**Tasks to complete**
1. Please transcribe the stretch of the cloud migration passage from "This has two" through "efficiencies are created.".
2. In the cloud migration passage, list every group of people named in the two bulleted benefits.

Ultimately, what happens in a migration is applications and workflows will move to the cloud in waves. Taking a values-driven approach to the migration will ensure that business-critical applications and workflows remain stable during each wave.

“There are a number of advantages to this type of strategy,” the team at Waterfield Technologies writes. “Rather than having to invest a significant amount of time and money into transitioning the company at once, a company can choose the areas that are most important to it. These areas will begin delivering value immediately, leaving the company breathing room to transition its other services later on. Starting small allows the company to test the waters.”

This has two key benefits, they note:

  • It lets executives and stakeholders see the value of the migration in real time as new efficiencies are created.
  • It lets employees train iteratively on any new technologies.

Stored items
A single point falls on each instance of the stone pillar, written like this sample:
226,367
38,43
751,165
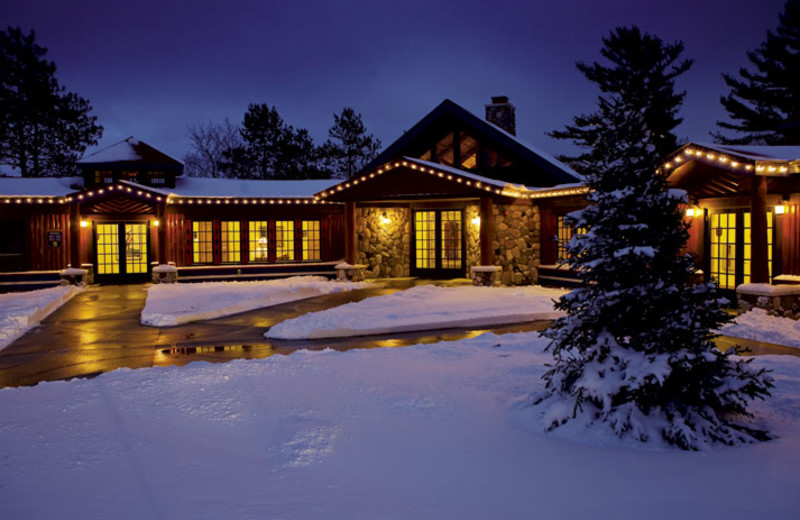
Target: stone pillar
74,235
486,231
350,236
161,215
759,261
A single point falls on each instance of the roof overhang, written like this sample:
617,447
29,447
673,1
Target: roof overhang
410,178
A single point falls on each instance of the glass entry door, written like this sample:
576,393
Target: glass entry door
731,250
438,244
121,249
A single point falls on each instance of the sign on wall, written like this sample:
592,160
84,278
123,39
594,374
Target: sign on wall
55,237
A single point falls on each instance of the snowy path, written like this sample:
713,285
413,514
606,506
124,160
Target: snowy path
427,432
424,307
19,312
758,325
173,304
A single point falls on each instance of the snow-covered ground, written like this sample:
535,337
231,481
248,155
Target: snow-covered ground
19,312
757,324
424,307
174,304
425,432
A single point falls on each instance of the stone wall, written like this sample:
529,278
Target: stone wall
384,248
516,242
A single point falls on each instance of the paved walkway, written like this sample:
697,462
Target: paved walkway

**Response list**
1.
This has two key benefits, they note:

  • It lets executives and stakeholders see the value of the migration in real time as new efficiencies are created.

2. executives, stakeholders, employees